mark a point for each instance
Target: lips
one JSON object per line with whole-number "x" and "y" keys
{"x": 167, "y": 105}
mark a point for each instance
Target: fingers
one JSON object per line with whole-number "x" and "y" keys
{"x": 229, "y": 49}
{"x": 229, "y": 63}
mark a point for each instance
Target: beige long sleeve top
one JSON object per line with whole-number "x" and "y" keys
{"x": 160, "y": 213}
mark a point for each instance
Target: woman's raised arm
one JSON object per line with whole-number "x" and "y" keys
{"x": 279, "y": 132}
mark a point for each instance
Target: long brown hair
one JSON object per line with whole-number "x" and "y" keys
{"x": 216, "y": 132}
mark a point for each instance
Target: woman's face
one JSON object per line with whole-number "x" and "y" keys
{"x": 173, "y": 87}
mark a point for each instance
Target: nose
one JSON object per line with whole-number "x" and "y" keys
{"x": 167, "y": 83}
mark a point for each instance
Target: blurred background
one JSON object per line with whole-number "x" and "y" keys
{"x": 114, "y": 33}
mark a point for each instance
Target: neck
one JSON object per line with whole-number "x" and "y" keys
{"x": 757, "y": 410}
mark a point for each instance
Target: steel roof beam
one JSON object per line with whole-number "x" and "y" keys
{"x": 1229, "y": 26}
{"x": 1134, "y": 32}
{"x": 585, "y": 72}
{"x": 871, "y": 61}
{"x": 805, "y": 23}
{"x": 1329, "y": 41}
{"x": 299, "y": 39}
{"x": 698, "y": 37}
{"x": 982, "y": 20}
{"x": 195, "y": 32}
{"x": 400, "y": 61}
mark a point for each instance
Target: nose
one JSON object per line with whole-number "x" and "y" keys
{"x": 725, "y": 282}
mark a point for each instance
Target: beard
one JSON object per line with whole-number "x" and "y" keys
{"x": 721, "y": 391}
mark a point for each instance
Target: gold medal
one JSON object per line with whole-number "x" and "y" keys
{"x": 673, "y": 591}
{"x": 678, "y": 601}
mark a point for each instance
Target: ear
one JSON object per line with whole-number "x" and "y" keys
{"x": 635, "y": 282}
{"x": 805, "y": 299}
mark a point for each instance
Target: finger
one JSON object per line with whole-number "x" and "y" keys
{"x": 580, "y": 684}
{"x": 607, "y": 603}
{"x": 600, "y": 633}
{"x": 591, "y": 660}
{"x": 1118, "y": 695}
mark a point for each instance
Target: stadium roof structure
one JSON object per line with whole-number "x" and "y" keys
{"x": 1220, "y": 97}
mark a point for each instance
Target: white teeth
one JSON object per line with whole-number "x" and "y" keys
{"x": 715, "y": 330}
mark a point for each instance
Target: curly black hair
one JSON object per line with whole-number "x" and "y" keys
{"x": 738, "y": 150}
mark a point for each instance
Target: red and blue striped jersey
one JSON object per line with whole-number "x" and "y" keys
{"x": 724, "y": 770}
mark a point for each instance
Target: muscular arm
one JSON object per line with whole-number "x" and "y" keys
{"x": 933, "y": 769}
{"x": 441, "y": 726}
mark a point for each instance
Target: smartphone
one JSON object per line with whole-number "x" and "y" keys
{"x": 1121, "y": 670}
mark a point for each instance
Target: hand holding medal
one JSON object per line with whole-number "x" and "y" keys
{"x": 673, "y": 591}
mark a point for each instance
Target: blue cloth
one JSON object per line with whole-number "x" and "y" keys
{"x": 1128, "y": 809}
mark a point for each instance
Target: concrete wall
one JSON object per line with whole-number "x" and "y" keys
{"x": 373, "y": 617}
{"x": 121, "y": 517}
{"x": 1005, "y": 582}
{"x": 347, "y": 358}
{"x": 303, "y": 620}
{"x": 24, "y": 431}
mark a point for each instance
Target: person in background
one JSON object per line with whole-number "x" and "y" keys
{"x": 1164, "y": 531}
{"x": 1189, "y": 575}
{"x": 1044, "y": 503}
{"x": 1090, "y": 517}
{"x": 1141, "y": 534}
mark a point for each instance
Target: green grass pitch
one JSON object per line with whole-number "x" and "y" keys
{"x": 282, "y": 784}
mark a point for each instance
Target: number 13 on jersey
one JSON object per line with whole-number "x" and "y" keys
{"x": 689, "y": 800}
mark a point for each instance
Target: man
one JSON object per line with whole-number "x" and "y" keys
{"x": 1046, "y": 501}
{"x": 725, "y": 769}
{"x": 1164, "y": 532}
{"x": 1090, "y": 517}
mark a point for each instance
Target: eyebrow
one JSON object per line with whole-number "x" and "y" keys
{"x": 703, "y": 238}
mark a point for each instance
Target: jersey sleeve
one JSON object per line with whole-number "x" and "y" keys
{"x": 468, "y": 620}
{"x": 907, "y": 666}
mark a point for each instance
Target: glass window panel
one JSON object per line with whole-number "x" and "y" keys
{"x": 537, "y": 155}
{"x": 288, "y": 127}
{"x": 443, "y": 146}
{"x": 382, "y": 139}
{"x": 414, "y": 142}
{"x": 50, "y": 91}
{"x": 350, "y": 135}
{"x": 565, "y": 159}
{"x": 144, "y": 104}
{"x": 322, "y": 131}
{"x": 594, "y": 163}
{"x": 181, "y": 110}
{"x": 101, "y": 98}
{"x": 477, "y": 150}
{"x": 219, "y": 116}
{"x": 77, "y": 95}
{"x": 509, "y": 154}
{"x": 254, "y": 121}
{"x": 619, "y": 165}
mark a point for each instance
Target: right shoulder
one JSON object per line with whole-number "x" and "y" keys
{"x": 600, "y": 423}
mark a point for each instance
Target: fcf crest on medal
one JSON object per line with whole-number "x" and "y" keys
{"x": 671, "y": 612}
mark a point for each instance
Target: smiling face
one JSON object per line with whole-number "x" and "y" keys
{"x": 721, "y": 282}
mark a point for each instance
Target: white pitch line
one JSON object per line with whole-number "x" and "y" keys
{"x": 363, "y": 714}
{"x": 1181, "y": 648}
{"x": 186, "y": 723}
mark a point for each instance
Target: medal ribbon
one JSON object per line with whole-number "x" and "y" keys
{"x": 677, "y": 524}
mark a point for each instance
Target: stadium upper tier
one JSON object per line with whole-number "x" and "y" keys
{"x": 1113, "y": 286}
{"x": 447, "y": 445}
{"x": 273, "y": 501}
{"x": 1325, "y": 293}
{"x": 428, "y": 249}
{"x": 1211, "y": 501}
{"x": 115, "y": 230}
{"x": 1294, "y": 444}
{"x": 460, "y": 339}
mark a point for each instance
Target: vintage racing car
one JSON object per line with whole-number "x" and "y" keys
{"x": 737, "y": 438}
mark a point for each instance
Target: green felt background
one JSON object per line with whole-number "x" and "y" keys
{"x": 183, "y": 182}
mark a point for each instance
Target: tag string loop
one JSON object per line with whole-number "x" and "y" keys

What is needed = Give the data again, exactly as it appears above.

Result below =
mark a point for each instance
Target: lips
one JSON object per line with whole-number "x" and "y" keys
{"x": 167, "y": 105}
mark a point for each instance
Target: fingers
one JSON object per line with whole-number "x" and "y" keys
{"x": 229, "y": 49}
{"x": 229, "y": 63}
mark a point for each instance
Target: beige long sleeve top
one JSON object per line with whole-number "x" and "y" keys
{"x": 160, "y": 213}
mark a point for each instance
Target: woman's raised arm
one JSON object per line with whole-number "x" and "y" keys
{"x": 279, "y": 132}
mark a point for each instance
Target: long brown hair
one JSON object per line with whole-number "x" and "y" keys
{"x": 216, "y": 132}
mark a point for each instance
Target: woman's face
one JSON object per line with whole-number "x" and "y" keys
{"x": 173, "y": 87}
mark a point for each instance
Target: nose
one JSON object per line with whole-number "x" and "y" keys
{"x": 167, "y": 83}
mark a point for each instance
Target: blurred background
one JSON object per line with whole-number "x" and "y" keys
{"x": 114, "y": 33}
mark a point for each instance
Target: neck
one JSON object per line with whole-number "x" and "y" keys
{"x": 757, "y": 410}
mark a point for each instance
Target: steel roof beam
one JSON object per line with whole-number "x" and "y" keys
{"x": 1229, "y": 26}
{"x": 1134, "y": 32}
{"x": 585, "y": 72}
{"x": 871, "y": 61}
{"x": 805, "y": 23}
{"x": 1329, "y": 41}
{"x": 299, "y": 39}
{"x": 698, "y": 37}
{"x": 982, "y": 20}
{"x": 195, "y": 32}
{"x": 400, "y": 61}
mark a point for each instance
Target: nose
one JSON object per line with whole-number "x" and "y" keys
{"x": 725, "y": 282}
mark a point for each instance
Target: beard
one JSON object per line with whole-number "x" and "y" keys
{"x": 721, "y": 391}
mark a point for each instance
Target: gold medal
one JSON object per line with whole-number "x" and "y" keys
{"x": 673, "y": 591}
{"x": 678, "y": 601}
mark a point for each instance
Target: ear
one JSON object per line with whole-number "x" and "y" keys
{"x": 635, "y": 282}
{"x": 805, "y": 299}
mark a point for each instance
Target: finger
one JSON object per line with whole-number "x" and "y" keys
{"x": 580, "y": 684}
{"x": 607, "y": 603}
{"x": 600, "y": 633}
{"x": 591, "y": 660}
{"x": 1118, "y": 695}
mark a point for each instance
Target: stadium roof structure
one JSON object per line with whole-number "x" and "y" keys
{"x": 1220, "y": 97}
mark a point for each instance
Target: white teeth
one JSON object per line with whole-number "x" and "y" keys
{"x": 715, "y": 330}
mark a point for each instance
Target: curly black hair
one JSON object per line with whole-number "x" and "y" keys
{"x": 738, "y": 150}
mark a point for each instance
Target: red and blue striped jersey
one JSON object per line with whole-number "x" and "y" keys
{"x": 724, "y": 770}
mark a point for each instance
Target: muscular arm
one JSON object per line with whole-number "x" and "y" keys
{"x": 933, "y": 769}
{"x": 441, "y": 726}
mark a point for each instance
Target: smartphone
one JSON object per line with whole-number "x" and "y" keys
{"x": 1121, "y": 670}
mark a point for each instance
Target: hand holding medal
one JSON object per line with whole-number "x" and "y" keys
{"x": 673, "y": 591}
mark a point for each instance
Target: blue cloth
one JSON object per line with whole-number "x" and "y" keys
{"x": 1128, "y": 809}
mark a point for each instance
Target: concrete wall
one JSON object per line with whole-number "x" and "y" keys
{"x": 373, "y": 617}
{"x": 121, "y": 517}
{"x": 1005, "y": 582}
{"x": 347, "y": 358}
{"x": 303, "y": 620}
{"x": 24, "y": 431}
mark a point for each instance
Target: person in background
one JSON object per line with whole-number "x" and "y" keys
{"x": 1164, "y": 531}
{"x": 1189, "y": 575}
{"x": 1044, "y": 503}
{"x": 1090, "y": 517}
{"x": 1141, "y": 534}
mark a point for each instance
Target: green grass pitch
one JSON object per line with whole-number "x" and "y" keys
{"x": 282, "y": 784}
mark a point for each instance
Target: number 13 on jersey
one JSON object per line with whole-number "x" and "y" keys
{"x": 689, "y": 800}
mark a point for each instance
Target: man
one JSON object per line with whole-number "x" and "y" keys
{"x": 1046, "y": 501}
{"x": 725, "y": 769}
{"x": 1164, "y": 532}
{"x": 1090, "y": 517}
mark a point for each instance
Target: eyebrow
one JSON object per line with whole-number "x" and "y" keys
{"x": 703, "y": 238}
mark a point for each instance
Target: jersey sleeve
one JSON object per line with whole-number "x" and "y" keys
{"x": 468, "y": 620}
{"x": 907, "y": 666}
mark a point for each instance
Target: glass window panel
one JSON object per line with whole-number "x" and "y" keys
{"x": 537, "y": 155}
{"x": 288, "y": 127}
{"x": 443, "y": 146}
{"x": 382, "y": 139}
{"x": 414, "y": 142}
{"x": 50, "y": 91}
{"x": 350, "y": 135}
{"x": 565, "y": 159}
{"x": 144, "y": 104}
{"x": 322, "y": 131}
{"x": 594, "y": 163}
{"x": 181, "y": 110}
{"x": 101, "y": 98}
{"x": 477, "y": 150}
{"x": 219, "y": 116}
{"x": 77, "y": 95}
{"x": 509, "y": 154}
{"x": 254, "y": 121}
{"x": 619, "y": 165}
mark a point for each instance
Target: right shoulder
one JSON object per line with whole-number "x" and "y" keys
{"x": 600, "y": 423}
mark a point for each instance
Target: fcf crest on medal
one JSON object per line with whole-number "x" and "y" keys
{"x": 671, "y": 612}
mark a point for each instance
Target: smiling face
one JSON object per line with whole-number "x" and "y" keys
{"x": 721, "y": 282}
mark a point for each instance
Target: white pitch line
one JSON object per line with whole-number "x" and "y" keys
{"x": 363, "y": 714}
{"x": 1181, "y": 648}
{"x": 186, "y": 723}
mark a point for each instance
Target: medal ribbon
one JSON object per line with whole-number "x" and "y" keys
{"x": 677, "y": 524}
mark a point for each instance
Target: stadium upper tier
one JSON object per line with whole-number "x" and "y" keys
{"x": 1113, "y": 286}
{"x": 447, "y": 445}
{"x": 273, "y": 501}
{"x": 1325, "y": 293}
{"x": 428, "y": 249}
{"x": 1211, "y": 501}
{"x": 115, "y": 230}
{"x": 1294, "y": 444}
{"x": 460, "y": 339}
mark a point for each instance
Target: vintage racing car
one JSON object per line with whole-number "x" and "y" keys
{"x": 737, "y": 438}
mark a point for each instance
Target: green felt background
one JSON object per line with whole-number "x" and "y" keys
{"x": 183, "y": 182}
mark a point for each instance
Target: tag string loop
one JSON object per line with whole-number "x" and "y" keys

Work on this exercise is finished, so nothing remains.